### Directive
Reproduce every line of the records below word for word, but leave the pictures out.

### Supplied material

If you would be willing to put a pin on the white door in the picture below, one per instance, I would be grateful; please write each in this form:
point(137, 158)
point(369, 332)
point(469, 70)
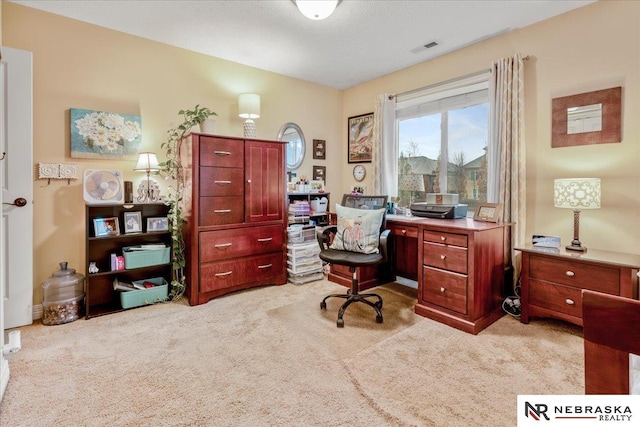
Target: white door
point(16, 141)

### Response to this task
If you would be willing to put a pin on the white door in the picture below, one per instance, I would be grateful; please write each in this form:
point(137, 158)
point(369, 332)
point(469, 70)
Target: white door
point(16, 141)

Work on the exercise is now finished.